Collected data
start

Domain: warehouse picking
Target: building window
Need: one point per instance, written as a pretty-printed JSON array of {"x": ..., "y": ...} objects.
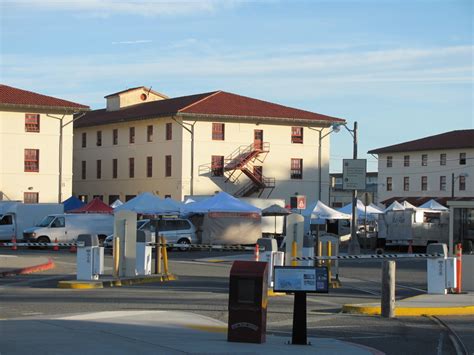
[
  {"x": 168, "y": 165},
  {"x": 30, "y": 197},
  {"x": 99, "y": 138},
  {"x": 442, "y": 159},
  {"x": 114, "y": 168},
  {"x": 406, "y": 183},
  {"x": 31, "y": 122},
  {"x": 83, "y": 170},
  {"x": 149, "y": 133},
  {"x": 462, "y": 183},
  {"x": 169, "y": 131},
  {"x": 131, "y": 167},
  {"x": 217, "y": 165},
  {"x": 131, "y": 135},
  {"x": 99, "y": 169},
  {"x": 297, "y": 135},
  {"x": 442, "y": 183},
  {"x": 296, "y": 169},
  {"x": 149, "y": 166},
  {"x": 424, "y": 183},
  {"x": 406, "y": 160},
  {"x": 32, "y": 160},
  {"x": 424, "y": 160},
  {"x": 218, "y": 131},
  {"x": 113, "y": 198}
]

end

## Problem
Reproduce every line of the records above word for word, omitting the pictures.

## Solution for this task
Domain: warehouse picking
Target: building window
Need: one point per instance, written as a pretty-printed JSON array of {"x": ..., "y": ...} objects.
[
  {"x": 168, "y": 165},
  {"x": 30, "y": 197},
  {"x": 99, "y": 138},
  {"x": 442, "y": 159},
  {"x": 114, "y": 168},
  {"x": 406, "y": 183},
  {"x": 31, "y": 122},
  {"x": 83, "y": 170},
  {"x": 149, "y": 133},
  {"x": 462, "y": 183},
  {"x": 169, "y": 131},
  {"x": 131, "y": 167},
  {"x": 217, "y": 165},
  {"x": 131, "y": 135},
  {"x": 99, "y": 169},
  {"x": 297, "y": 135},
  {"x": 442, "y": 183},
  {"x": 296, "y": 169},
  {"x": 149, "y": 166},
  {"x": 424, "y": 183},
  {"x": 406, "y": 160},
  {"x": 32, "y": 160},
  {"x": 424, "y": 160},
  {"x": 218, "y": 131},
  {"x": 113, "y": 198}
]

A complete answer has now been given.